What you need to do:
Your output must be a faithful copy of the listing underneath.

Dataset extract:
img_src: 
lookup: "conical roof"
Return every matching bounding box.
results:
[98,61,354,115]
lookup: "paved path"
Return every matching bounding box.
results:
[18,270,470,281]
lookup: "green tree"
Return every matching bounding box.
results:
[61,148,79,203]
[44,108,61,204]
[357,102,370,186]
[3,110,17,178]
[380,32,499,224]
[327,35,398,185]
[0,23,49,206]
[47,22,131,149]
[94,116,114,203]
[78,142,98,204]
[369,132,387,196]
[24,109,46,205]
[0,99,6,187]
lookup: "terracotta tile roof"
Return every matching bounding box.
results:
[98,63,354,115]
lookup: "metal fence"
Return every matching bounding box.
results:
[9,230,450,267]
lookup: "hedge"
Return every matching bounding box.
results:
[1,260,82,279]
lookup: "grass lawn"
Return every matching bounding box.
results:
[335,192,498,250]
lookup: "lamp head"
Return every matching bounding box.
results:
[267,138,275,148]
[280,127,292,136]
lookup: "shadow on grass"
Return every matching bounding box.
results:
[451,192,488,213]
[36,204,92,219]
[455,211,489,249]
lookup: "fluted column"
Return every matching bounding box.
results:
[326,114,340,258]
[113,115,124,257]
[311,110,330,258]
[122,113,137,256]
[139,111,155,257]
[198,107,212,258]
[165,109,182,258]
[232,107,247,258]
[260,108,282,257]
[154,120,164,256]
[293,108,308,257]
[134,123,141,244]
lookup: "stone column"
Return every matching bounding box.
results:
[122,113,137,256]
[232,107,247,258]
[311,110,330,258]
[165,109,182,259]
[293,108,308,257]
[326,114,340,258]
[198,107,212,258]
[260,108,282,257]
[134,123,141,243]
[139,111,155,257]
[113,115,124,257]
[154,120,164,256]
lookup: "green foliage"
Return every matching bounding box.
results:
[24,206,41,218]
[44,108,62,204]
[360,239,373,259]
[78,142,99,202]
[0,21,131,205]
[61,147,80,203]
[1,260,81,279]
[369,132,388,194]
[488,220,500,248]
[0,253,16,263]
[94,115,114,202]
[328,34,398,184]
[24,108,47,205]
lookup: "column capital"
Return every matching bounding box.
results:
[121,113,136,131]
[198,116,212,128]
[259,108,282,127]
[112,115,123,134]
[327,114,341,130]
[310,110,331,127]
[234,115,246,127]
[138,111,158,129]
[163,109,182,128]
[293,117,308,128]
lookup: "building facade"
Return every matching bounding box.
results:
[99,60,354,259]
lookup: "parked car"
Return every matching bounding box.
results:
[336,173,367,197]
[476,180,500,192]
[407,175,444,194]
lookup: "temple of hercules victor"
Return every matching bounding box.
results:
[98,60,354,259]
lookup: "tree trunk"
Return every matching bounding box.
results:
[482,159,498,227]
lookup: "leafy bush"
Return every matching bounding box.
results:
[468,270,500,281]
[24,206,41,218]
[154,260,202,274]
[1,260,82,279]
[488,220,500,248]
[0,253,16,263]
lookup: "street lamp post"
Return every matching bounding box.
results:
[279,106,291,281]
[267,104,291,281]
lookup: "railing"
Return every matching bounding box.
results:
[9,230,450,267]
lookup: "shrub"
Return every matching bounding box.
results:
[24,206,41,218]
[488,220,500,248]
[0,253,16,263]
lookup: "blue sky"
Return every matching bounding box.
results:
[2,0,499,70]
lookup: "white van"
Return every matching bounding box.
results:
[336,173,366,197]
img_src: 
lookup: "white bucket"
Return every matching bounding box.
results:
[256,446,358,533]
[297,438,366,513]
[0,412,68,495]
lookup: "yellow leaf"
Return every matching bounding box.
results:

Completed exercise:
img_src: 
lookup: "conical roof"
Return every matching bounding box.
results:
[98,61,354,115]
lookup: "paved path"
Return every matching bounding box.
results:
[18,270,470,281]
lookup: "green tree"
Return every matching bounding box.
results:
[61,148,79,203]
[44,108,61,204]
[357,102,370,186]
[3,110,17,178]
[380,32,499,224]
[327,35,398,185]
[0,23,49,206]
[47,22,131,149]
[94,116,114,203]
[78,142,98,204]
[369,132,387,196]
[24,109,46,205]
[0,99,6,187]
lookup: "terracotta tile roof"
Return every matching bounding box.
results:
[98,63,354,115]
lookup: "metal fence"
Return every matching bounding box.
results:
[9,230,450,267]
lookup: "hedge"
Return every matching bounding box.
results:
[1,260,82,279]
lookup: "grass lawn"
Return every matching bounding box.
results:
[335,192,498,250]
lookup: "lamp head"
Return every matching bounding box.
results:
[267,138,275,148]
[280,127,292,136]
lookup: "shadow on grass"
Return every matching bounding box.
results:
[451,192,488,213]
[36,204,92,219]
[455,211,489,249]
lookup: "fluted column"
Return every matching bounding box.
results:
[326,114,340,258]
[113,115,124,257]
[311,110,330,258]
[122,113,137,256]
[139,111,155,257]
[198,107,212,258]
[165,109,182,258]
[232,107,247,258]
[260,108,282,257]
[154,120,164,256]
[293,108,308,257]
[134,123,141,244]
lookup: "stone column"
Return every matching bounding box.
results:
[122,113,137,256]
[232,107,247,258]
[311,110,330,258]
[165,109,182,259]
[293,108,308,257]
[326,114,340,258]
[198,107,212,258]
[260,108,282,257]
[134,123,141,243]
[139,111,155,257]
[113,115,124,257]
[154,120,164,256]
lookup: "green foliage"
Return every matching bounding box.
results:
[24,206,41,218]
[44,108,62,204]
[360,239,373,259]
[78,142,99,202]
[0,21,131,205]
[61,147,80,203]
[1,260,81,279]
[369,132,388,194]
[488,220,500,248]
[0,253,16,263]
[94,115,114,202]
[328,34,398,184]
[24,108,47,205]
lookup: "column capital"
Return every matching bounding box.
results:
[121,113,136,131]
[198,116,212,128]
[259,108,282,127]
[112,115,123,134]
[327,114,341,130]
[310,110,331,127]
[234,115,246,127]
[138,111,158,129]
[163,109,182,128]
[293,117,308,128]
lookup: "building facade"
Return every matching bounding box.
results:
[99,60,354,259]
lookup: "parked car"
Return every matching bounding box.
results:
[336,173,367,197]
[476,180,500,192]
[407,175,444,194]
lookup: "temple of hercules victor"
Return every matching bounding box.
results:
[98,60,354,259]
lookup: "tree trunk"
Return every matching bounding box.
results:
[482,159,498,227]
lookup: "leafy bush"
Return every matching bounding box.
results:
[468,270,500,281]
[24,206,41,218]
[154,260,202,274]
[1,260,82,279]
[488,220,500,248]
[0,253,16,263]
lookup: "street lamp post"
Return every matching bounding box.
results:
[279,106,291,281]
[267,104,291,281]
lookup: "railing"
Return every matching bounding box.
results:
[9,230,450,267]
lookup: "shrub"
Return every matching bounding box.
results:
[24,206,41,218]
[488,220,500,248]
[0,253,16,263]
lookup: "blue sky"
Return every matching bounding box.
results:
[2,0,499,70]
lookup: "white van"
Return every matching bounding box.
results:
[336,173,366,197]
img_src: 
lookup: "white bucket"
Return every matching bounding box.
results:
[256,446,358,533]
[297,438,366,513]
[0,412,68,495]
lookup: "yellow leaf"
Return every matching bounding box.
results:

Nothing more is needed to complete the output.